아래의 모든 행을 한 글자도 바꾸지 말고 그대로 옮겨 적으세요.

--- 원본 자료 ---

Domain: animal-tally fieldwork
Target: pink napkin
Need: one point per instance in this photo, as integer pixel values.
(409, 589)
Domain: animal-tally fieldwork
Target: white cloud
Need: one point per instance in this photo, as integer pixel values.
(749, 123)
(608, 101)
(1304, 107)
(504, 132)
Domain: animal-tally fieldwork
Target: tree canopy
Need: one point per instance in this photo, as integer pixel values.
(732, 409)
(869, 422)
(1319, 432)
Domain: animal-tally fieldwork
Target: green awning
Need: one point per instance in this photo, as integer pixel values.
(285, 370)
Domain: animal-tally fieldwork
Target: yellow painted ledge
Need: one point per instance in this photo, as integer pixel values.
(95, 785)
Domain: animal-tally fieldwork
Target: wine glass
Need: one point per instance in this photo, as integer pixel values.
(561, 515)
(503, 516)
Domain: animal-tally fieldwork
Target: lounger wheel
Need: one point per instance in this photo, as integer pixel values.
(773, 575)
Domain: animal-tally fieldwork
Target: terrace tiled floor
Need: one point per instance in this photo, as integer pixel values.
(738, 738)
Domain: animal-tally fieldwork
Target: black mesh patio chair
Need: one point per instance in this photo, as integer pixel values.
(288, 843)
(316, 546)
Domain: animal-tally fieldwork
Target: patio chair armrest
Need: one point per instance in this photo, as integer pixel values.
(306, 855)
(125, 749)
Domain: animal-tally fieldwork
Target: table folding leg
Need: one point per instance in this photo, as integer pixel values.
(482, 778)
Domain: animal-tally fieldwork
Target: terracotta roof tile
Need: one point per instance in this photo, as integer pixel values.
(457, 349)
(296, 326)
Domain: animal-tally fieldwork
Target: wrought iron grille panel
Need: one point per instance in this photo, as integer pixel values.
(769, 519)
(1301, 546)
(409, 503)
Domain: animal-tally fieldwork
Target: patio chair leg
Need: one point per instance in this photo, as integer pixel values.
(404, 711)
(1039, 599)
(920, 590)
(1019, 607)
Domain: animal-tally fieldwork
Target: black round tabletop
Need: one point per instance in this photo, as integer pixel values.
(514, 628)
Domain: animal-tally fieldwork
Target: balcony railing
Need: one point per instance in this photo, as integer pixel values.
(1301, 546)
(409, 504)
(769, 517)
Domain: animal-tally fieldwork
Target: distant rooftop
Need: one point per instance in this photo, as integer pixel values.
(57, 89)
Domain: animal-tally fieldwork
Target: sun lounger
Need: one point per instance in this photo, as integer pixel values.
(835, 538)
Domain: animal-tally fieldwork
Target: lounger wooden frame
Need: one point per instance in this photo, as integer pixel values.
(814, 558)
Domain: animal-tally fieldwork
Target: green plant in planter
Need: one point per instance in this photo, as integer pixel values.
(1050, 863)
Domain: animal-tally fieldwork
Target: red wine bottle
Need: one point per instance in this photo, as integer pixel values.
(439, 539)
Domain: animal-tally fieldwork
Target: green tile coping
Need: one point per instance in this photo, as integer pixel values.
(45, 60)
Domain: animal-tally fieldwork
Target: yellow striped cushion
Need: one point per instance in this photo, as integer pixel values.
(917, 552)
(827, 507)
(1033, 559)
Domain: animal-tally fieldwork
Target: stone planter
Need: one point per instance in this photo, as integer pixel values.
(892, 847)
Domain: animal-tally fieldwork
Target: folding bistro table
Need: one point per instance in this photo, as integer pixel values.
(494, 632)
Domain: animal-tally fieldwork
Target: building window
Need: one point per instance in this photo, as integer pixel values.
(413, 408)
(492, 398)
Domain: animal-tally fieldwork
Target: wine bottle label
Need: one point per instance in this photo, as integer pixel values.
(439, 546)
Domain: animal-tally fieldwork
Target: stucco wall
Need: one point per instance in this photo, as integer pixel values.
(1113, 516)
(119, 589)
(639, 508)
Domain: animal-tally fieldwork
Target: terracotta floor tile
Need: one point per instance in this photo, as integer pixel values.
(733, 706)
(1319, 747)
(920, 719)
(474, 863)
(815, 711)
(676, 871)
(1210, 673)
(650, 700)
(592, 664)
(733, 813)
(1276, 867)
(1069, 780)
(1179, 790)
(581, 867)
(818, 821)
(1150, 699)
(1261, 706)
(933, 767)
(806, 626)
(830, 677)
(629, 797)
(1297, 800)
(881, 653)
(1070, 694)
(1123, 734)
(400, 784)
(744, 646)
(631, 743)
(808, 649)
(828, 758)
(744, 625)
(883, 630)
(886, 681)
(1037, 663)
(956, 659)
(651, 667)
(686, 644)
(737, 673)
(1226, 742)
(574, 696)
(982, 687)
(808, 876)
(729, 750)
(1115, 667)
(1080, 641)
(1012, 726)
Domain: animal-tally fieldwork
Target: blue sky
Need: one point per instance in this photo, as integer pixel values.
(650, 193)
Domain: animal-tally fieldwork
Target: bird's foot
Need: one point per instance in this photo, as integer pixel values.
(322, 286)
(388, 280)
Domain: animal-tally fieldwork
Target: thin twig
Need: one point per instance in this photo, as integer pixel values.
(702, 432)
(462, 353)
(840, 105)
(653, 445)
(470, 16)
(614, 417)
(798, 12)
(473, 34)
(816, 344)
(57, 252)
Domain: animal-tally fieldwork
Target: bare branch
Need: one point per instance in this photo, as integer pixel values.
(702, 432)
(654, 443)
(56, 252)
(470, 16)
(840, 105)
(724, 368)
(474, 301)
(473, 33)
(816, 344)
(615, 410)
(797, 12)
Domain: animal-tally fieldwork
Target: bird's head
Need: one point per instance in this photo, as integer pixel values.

---

작업 결과:
Domain: animal-tally fieldwork
Target: pink napkin
Need: one point per instance in this photo, as integer pixel values.
(409, 589)
Domain: animal-tally fieldwork
Target: white cloud
Need: one point per instance in this photo, as integer pixel values.
(749, 123)
(608, 101)
(1304, 107)
(504, 132)
Domain: animal-tally fieldwork
Target: tree canopy
Need: one point per instance in this photo, as integer pixel values.
(732, 409)
(869, 422)
(1319, 432)
Domain: animal-tally fieldwork
Target: green awning
Need: one point per instance in this photo, as integer pixel values.
(285, 370)
Domain: animal-tally fieldwork
Target: yellow painted ledge
Need: one point per instance in this photo, as integer pixel values.
(95, 785)
Domain: animal-tally fieldwork
Target: wine glass
Need: one point per instance in this photo, as integer pixel values.
(561, 515)
(503, 516)
Domain: animal-tally fieldwork
Target: lounger wheel
Need: one point per instance in this photo, as integer pixel values.
(773, 575)
Domain: animal-tally fieldwork
Target: terrace tiled floor
Need: one point per instance in this photo, as integer pixel values.
(738, 738)
Domain: animal-tally fieldwork
Target: black mesh patio chair
Need: one point per instance in this photo, as integer pixel values.
(288, 843)
(316, 546)
Domain: animal-tally fieldwork
Target: patio chair armrest
Need: one point per instance in this photo, as integer pixel values.
(306, 855)
(125, 749)
Domain: animal-tally fieldwork
Target: table folding leg
Need: one point per instance in this photo, as integer pixel values.
(482, 778)
Domain: animal-tally fieldwork
Target: terracotta roof tile
Need: one point per instance in this photo, as integer pixel values.
(457, 349)
(296, 326)
Domain: animal-tally fieldwork
Target: wrought iron grille panel
Need: one point per instance in this photo, as integer pixel values.
(769, 519)
(1301, 546)
(409, 503)
Domain: animal-tally fieldwork
Target: patio chair leg
Need: one point per instance in this photo, as integer pixel values.
(404, 711)
(1039, 599)
(920, 590)
(1019, 607)
Domain: animal-tally fieldwork
Target: black round tabletop
Need: one point per instance in this photo, as integer pixel values.
(514, 628)
Domain: animal-tally fieldwork
Target: balcony railing
Need: one point per instance in this photo, as integer pixel values.
(1301, 546)
(409, 504)
(769, 517)
Domain: animal-tally fieldwork
Target: distant rooftop
Need: one point per instance in this photo, as integer pixel values.
(57, 89)
Domain: animal-tally fieldwork
Target: sun lounger
Need: one point per instance in this photo, as integer pixel values.
(835, 538)
Domain: animal-tally fieldwork
Target: lounger wooden frame
Need: one point per instance in this photo, as integer pixel values.
(814, 558)
Domain: animal-tally fieldwork
Target: green plant in planter
Need: one point per instance in this photo, as integer pixel values.
(1050, 863)
Domain: animal-tally fieldwork
Target: red wine bottle
Need: one point per instance in this photo, as integer pixel values.
(439, 539)
Domain: animal-tally fieldwork
Target: green tile coping
Need: one point per instance in this photo, as integer pixel values.
(45, 60)
Domain: animal-tally fieldwork
Target: yellow striped cushion
Need: one point per instance in this photo, as integer pixel values.
(917, 552)
(827, 507)
(1033, 559)
Domain: animal-tally fieldwork
Target: stone planter
Need: one point per instance in this photo, as integer pixel values.
(892, 847)
Domain: animal-tally fieldwork
Target: folding bistro table
Need: one point per instance in this photo, as integer pixel values.
(494, 632)
Domain: animal-tally fieldwork
Target: building window
Need: one point per instance in this photo, as integer pixel values.
(413, 408)
(492, 398)
Domain: animal-tally fieldwork
Target: wine bottle label
Need: one point per instance in this photo, as integer pixel values.
(439, 546)
Domain: animal-tally fieldwork
Target: stucco wall
Need: one point per instance in this photo, as integer pixel values.
(1113, 516)
(119, 589)
(639, 508)
Domain: animal-tally fieldwork
Target: terracotta floor tile
Need: one point per instance in this photo, as integer pixel values.
(733, 706)
(1319, 747)
(920, 719)
(474, 863)
(815, 711)
(676, 871)
(1210, 673)
(650, 700)
(592, 664)
(733, 813)
(1276, 867)
(1069, 780)
(1179, 790)
(581, 867)
(818, 821)
(1150, 699)
(1261, 706)
(933, 767)
(806, 626)
(830, 677)
(629, 797)
(1297, 800)
(881, 653)
(1070, 694)
(1123, 734)
(400, 784)
(744, 646)
(631, 743)
(808, 649)
(828, 758)
(744, 625)
(883, 630)
(886, 681)
(1037, 663)
(956, 659)
(651, 667)
(686, 644)
(737, 673)
(1226, 742)
(574, 696)
(982, 687)
(808, 876)
(729, 750)
(1115, 667)
(1080, 641)
(1012, 726)
Domain: animal-tally fieldwork
Target: blue sky
Need: one point per instance in this photo, as integer pixel values.
(650, 193)
Domain: animal-tally fieldwork
Target: bird's foot
Need: one point per instance in this photo, as integer pixel values.
(322, 286)
(388, 280)
Domain: animal-tally fieldwork
Target: thin twig
Need: one point per instance in this photo, as integer pixel values.
(702, 432)
(462, 353)
(840, 105)
(653, 445)
(470, 16)
(614, 417)
(798, 12)
(473, 34)
(816, 344)
(57, 252)
Domain: animal-tally fieldwork
Target: bare branch
Need: one point per instance in this photo, as integer pixel values.
(702, 432)
(654, 443)
(56, 252)
(470, 16)
(840, 105)
(724, 368)
(474, 301)
(473, 33)
(816, 344)
(615, 410)
(797, 12)
Domain: animal-tally fieldwork
Target: bird's head
Need: one point per instance in this photo, as integer pixel values.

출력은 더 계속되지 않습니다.